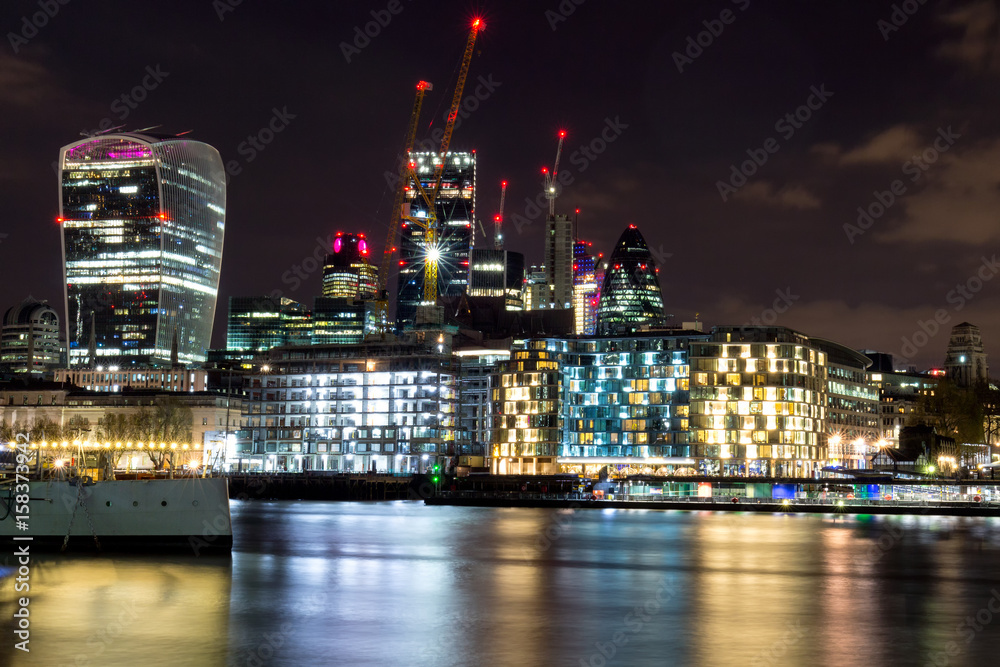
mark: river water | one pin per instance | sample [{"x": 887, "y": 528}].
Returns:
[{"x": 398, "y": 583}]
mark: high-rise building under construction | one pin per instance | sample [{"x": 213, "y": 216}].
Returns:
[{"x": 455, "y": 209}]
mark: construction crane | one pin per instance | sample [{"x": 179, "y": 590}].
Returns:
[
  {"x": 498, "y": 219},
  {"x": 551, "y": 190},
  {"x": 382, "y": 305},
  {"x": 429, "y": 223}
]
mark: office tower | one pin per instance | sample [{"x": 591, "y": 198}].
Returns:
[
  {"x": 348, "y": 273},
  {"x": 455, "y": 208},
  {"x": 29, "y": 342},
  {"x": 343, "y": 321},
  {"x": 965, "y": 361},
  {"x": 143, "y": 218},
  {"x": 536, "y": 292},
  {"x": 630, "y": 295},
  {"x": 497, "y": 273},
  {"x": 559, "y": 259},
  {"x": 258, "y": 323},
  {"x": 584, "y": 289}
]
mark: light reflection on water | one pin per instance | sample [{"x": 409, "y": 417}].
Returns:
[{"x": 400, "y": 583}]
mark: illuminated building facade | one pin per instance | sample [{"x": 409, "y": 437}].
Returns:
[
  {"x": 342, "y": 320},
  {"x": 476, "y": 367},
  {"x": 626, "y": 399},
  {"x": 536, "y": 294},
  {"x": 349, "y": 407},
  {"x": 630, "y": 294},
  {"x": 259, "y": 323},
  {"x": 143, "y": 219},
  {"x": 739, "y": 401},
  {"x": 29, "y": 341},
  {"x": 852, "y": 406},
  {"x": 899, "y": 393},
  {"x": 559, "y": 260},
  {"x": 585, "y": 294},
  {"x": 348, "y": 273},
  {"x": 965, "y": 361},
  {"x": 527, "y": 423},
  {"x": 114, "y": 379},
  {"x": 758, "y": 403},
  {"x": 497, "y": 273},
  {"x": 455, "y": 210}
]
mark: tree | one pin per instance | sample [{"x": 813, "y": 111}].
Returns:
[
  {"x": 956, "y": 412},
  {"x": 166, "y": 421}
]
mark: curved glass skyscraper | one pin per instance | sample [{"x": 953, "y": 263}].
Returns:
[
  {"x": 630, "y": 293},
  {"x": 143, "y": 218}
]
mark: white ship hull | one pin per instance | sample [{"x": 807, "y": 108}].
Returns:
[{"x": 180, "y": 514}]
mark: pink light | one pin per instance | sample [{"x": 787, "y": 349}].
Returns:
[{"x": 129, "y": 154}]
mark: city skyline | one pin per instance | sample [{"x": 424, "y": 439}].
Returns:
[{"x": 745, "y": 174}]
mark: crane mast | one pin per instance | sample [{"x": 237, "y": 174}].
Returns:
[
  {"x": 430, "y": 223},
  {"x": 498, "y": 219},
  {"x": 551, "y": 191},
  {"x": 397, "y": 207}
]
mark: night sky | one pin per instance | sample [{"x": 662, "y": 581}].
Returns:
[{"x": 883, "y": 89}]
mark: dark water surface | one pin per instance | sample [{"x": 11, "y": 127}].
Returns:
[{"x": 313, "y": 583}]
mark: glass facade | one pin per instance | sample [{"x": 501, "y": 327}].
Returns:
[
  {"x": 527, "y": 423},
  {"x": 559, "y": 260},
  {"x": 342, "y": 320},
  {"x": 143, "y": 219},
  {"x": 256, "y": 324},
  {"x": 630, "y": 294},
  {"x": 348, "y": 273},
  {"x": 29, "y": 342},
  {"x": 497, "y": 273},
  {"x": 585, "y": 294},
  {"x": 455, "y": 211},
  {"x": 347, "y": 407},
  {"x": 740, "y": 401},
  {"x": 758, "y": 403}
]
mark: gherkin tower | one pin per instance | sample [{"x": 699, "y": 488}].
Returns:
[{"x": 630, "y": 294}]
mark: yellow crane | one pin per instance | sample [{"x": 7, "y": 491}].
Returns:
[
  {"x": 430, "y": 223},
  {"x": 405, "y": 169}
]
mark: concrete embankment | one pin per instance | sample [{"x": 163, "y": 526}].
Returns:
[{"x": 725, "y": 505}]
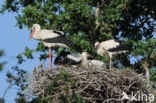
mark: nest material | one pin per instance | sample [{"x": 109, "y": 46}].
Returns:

-.-.-

YOUR INSTRUCTIONS: Reproduce all of the lines above verbatim, leaving out the pictures.

SOLUTION FOR THIS TASK:
mark: river water | one pin per instance | sample [{"x": 887, "y": 528}].
Returns:
[{"x": 398, "y": 583}]
mark: high-rise building under construction | one pin per instance | sample [{"x": 213, "y": 216}].
Returns:
[{"x": 455, "y": 209}]
mark: construction crane | one pin per instance | sample [{"x": 179, "y": 590}].
Returns:
[
  {"x": 498, "y": 219},
  {"x": 551, "y": 190},
  {"x": 382, "y": 305},
  {"x": 429, "y": 223}
]
mark: office tower | one pin per instance | sample [{"x": 591, "y": 198}].
Returns:
[
  {"x": 348, "y": 273},
  {"x": 455, "y": 208},
  {"x": 29, "y": 342},
  {"x": 343, "y": 321},
  {"x": 965, "y": 361},
  {"x": 143, "y": 218},
  {"x": 536, "y": 292},
  {"x": 630, "y": 295},
  {"x": 497, "y": 273},
  {"x": 559, "y": 259},
  {"x": 258, "y": 323},
  {"x": 584, "y": 289}
]
mark: light reflection on water | one pin per instance | sample [{"x": 409, "y": 417}].
Returns:
[{"x": 400, "y": 583}]
mark: illuminated building facade | one pin per instance | sample [{"x": 409, "y": 437}].
Returns:
[
  {"x": 342, "y": 320},
  {"x": 476, "y": 367},
  {"x": 626, "y": 399},
  {"x": 536, "y": 294},
  {"x": 349, "y": 407},
  {"x": 630, "y": 294},
  {"x": 259, "y": 323},
  {"x": 143, "y": 219},
  {"x": 739, "y": 401},
  {"x": 29, "y": 341},
  {"x": 852, "y": 406},
  {"x": 899, "y": 393},
  {"x": 559, "y": 260},
  {"x": 585, "y": 294},
  {"x": 348, "y": 273},
  {"x": 965, "y": 361},
  {"x": 527, "y": 423},
  {"x": 114, "y": 379},
  {"x": 758, "y": 403},
  {"x": 497, "y": 273},
  {"x": 455, "y": 210}
]
mark: tree | one pin per instance | sample [{"x": 813, "y": 111}].
Returns:
[
  {"x": 956, "y": 412},
  {"x": 166, "y": 421}
]
mark: curved glass skyscraper | one pin per instance | sample [{"x": 953, "y": 263}].
Returns:
[
  {"x": 630, "y": 293},
  {"x": 143, "y": 218}
]
mark: white ship hull | one pin per instance | sample [{"x": 807, "y": 108}].
Returns:
[{"x": 180, "y": 514}]
mark: pink light | one pin per instance | sample [{"x": 787, "y": 349}].
Returns:
[{"x": 129, "y": 154}]
mark: city skyline | one pin per instance | sample [{"x": 424, "y": 439}].
Returns:
[{"x": 745, "y": 174}]
mark: crane mast | one pin per instance | sample [{"x": 237, "y": 174}].
Returns:
[
  {"x": 430, "y": 223},
  {"x": 498, "y": 219},
  {"x": 551, "y": 191},
  {"x": 397, "y": 207}
]
mark: night sky | one pin per instance | sample [{"x": 662, "y": 581}].
Returns:
[{"x": 883, "y": 89}]
mark: dark water surface | one pin per instance | sample [{"x": 11, "y": 127}].
Returns:
[{"x": 313, "y": 583}]
mark: glass facade | one pin per instance | sample [{"x": 501, "y": 327}].
Returns:
[
  {"x": 527, "y": 423},
  {"x": 559, "y": 260},
  {"x": 342, "y": 320},
  {"x": 143, "y": 219},
  {"x": 256, "y": 324},
  {"x": 630, "y": 294},
  {"x": 348, "y": 273},
  {"x": 29, "y": 342},
  {"x": 497, "y": 273},
  {"x": 585, "y": 294},
  {"x": 455, "y": 211},
  {"x": 347, "y": 407},
  {"x": 740, "y": 401},
  {"x": 758, "y": 403}
]
mark: gherkin tower | one pin per instance | sample [{"x": 699, "y": 488}].
Returns:
[{"x": 630, "y": 294}]
mark: yellow crane | one pin per instance | sample [{"x": 7, "y": 491}].
Returns:
[
  {"x": 430, "y": 223},
  {"x": 405, "y": 169}
]
mark: concrete embankment | one pin per instance | sample [{"x": 163, "y": 526}].
Returns:
[{"x": 725, "y": 505}]
mark: nest material | one pin per instance | sample [{"x": 109, "y": 46}].
Returns:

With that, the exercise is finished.